Exercise brief ::
Count how many lines in the listing below contain the string "balcony", treating uppercase and lowercase as different, and reply with only that number.

Stored records ::
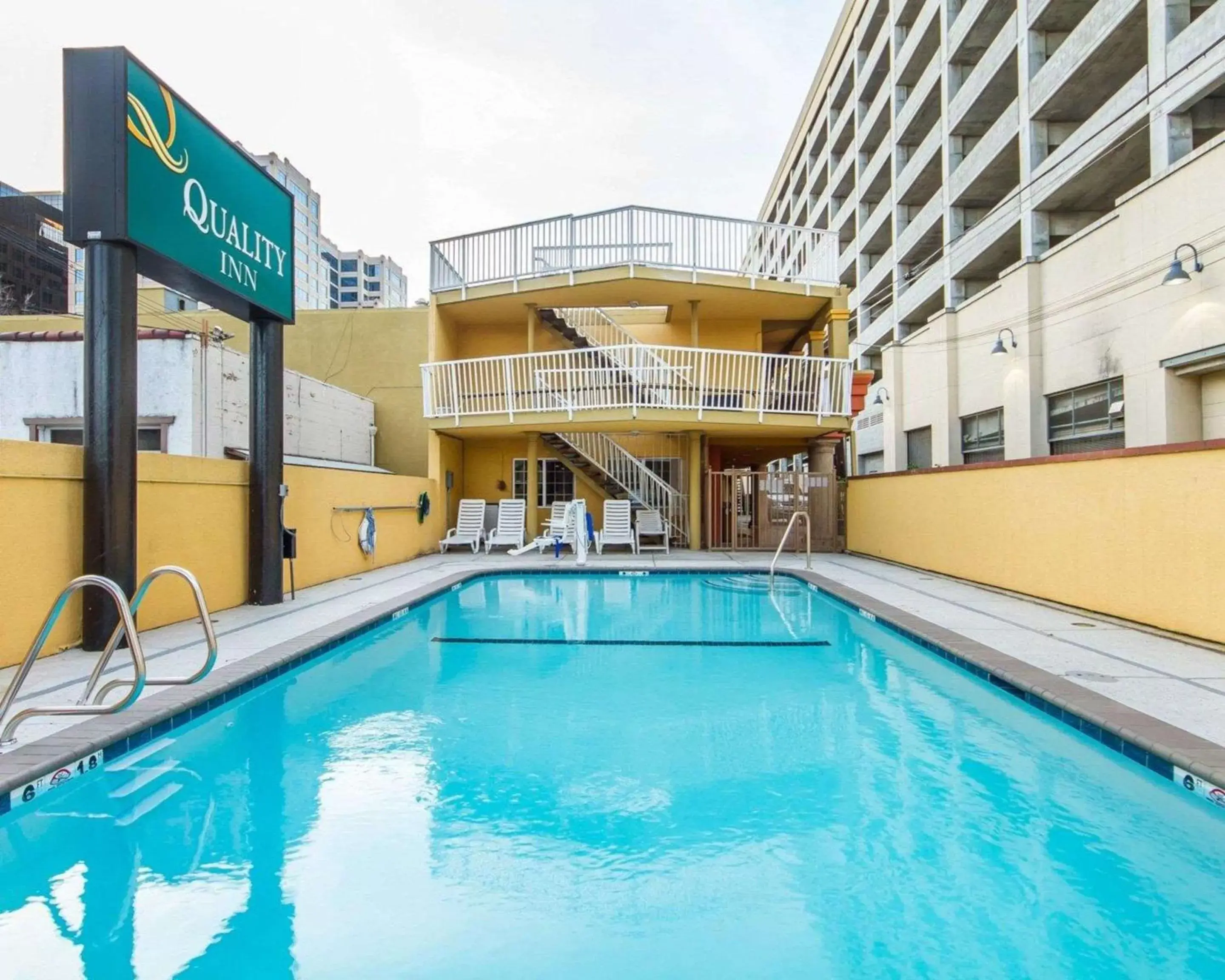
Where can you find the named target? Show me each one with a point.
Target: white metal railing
(644, 487)
(602, 330)
(635, 376)
(597, 326)
(635, 236)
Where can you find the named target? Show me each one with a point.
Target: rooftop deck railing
(638, 376)
(636, 236)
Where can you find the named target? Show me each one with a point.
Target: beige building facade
(1010, 184)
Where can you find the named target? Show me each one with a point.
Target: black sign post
(109, 397)
(154, 188)
(265, 585)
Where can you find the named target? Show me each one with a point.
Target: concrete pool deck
(1134, 678)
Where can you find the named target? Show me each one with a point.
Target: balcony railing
(635, 236)
(635, 376)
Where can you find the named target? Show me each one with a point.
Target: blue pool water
(424, 803)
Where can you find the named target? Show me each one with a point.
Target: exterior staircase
(621, 476)
(592, 329)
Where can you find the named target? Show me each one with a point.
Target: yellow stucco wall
(1137, 537)
(191, 513)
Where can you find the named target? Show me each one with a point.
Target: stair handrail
(210, 638)
(808, 543)
(602, 450)
(125, 623)
(602, 330)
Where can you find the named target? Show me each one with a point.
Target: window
(983, 436)
(1086, 419)
(919, 449)
(872, 462)
(554, 482)
(152, 434)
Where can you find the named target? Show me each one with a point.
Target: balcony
(635, 237)
(628, 379)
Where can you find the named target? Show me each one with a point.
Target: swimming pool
(618, 776)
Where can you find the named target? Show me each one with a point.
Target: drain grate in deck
(554, 642)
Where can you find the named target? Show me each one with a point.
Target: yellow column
(840, 340)
(533, 489)
(695, 492)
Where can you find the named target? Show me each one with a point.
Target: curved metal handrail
(808, 543)
(210, 636)
(127, 624)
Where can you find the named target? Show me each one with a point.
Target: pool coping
(1175, 754)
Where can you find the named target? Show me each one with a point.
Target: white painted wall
(1089, 309)
(206, 396)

Exercise solution ::
2